▶ [Dataset rows]:
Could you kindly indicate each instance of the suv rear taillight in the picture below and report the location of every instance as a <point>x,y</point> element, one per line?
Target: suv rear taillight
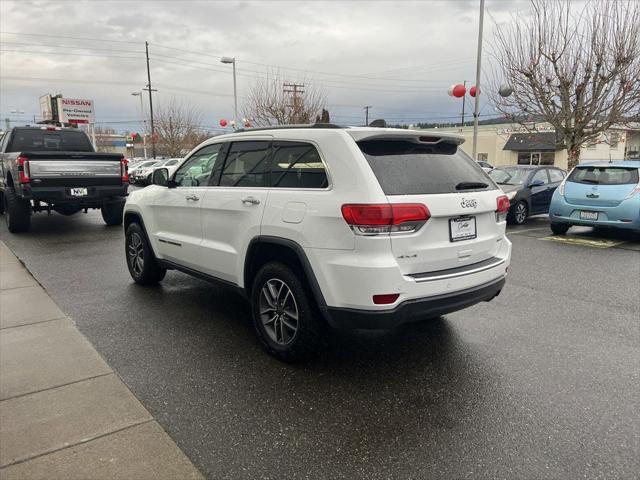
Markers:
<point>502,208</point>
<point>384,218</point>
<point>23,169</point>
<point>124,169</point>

==

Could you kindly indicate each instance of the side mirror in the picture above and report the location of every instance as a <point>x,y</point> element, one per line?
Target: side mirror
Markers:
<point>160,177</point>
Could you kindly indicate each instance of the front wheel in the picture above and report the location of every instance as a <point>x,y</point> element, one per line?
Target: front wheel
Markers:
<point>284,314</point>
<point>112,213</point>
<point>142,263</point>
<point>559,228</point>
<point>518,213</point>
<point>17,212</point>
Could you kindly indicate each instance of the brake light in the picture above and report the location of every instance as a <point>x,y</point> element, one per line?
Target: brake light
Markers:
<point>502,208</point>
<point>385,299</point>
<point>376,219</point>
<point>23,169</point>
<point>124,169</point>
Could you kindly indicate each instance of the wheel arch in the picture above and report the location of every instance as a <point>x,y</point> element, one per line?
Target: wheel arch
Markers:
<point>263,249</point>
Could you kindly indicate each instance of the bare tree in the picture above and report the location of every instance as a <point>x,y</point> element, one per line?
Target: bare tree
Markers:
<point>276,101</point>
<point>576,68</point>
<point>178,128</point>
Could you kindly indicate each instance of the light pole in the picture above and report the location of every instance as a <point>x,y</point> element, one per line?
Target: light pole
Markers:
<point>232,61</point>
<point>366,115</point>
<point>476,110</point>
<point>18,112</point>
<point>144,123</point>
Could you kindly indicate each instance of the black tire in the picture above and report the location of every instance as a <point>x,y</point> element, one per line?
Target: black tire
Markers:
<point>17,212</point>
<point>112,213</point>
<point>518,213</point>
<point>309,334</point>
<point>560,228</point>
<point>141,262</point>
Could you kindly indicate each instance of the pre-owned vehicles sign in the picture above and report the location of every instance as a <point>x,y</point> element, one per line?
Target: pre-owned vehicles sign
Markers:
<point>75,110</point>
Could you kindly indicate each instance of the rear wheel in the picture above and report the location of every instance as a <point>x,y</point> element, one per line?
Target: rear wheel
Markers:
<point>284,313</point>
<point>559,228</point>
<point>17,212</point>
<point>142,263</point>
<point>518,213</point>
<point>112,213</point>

▶ [Aim]:
Rewrite the records from the line with "Could you kindly indicate each instance of the front" to the line with "<point>144,123</point>", swapping every "Markers" for "Locations" and keeping all else the same.

▶ [Finished exercise]:
Could you kindly indicate each instance of the front wheel in the picture above and report the location of every instance as a <point>x,y</point> element, one per line?
Target: front wheel
Locations:
<point>284,314</point>
<point>112,213</point>
<point>142,263</point>
<point>559,228</point>
<point>518,213</point>
<point>17,212</point>
Could you kindly indicate each instance of the brake light in the picture above and report the location of every instance as a <point>x,y</point> element, one per line?
Target: brake light
Locations:
<point>502,208</point>
<point>385,299</point>
<point>376,219</point>
<point>23,169</point>
<point>124,169</point>
Could you kindly indicate each instance of the wheel arch in the picture above and report the location of every instance as a <point>x,y</point> element, one per line?
Target: wheel arch
Locations:
<point>263,249</point>
Could you kindly indicate each instance of the bare tree in the picture above and report the location of every instance as a <point>x,y</point> element, one per line?
Target: bare tree
Locations:
<point>276,101</point>
<point>576,68</point>
<point>178,128</point>
Could you kindly indicate each instance of the light pole in the picture above and report the location of every instance as a <point>x,y</point> element, one per line?
Target: light pole
Locations:
<point>232,61</point>
<point>366,115</point>
<point>476,110</point>
<point>18,112</point>
<point>144,123</point>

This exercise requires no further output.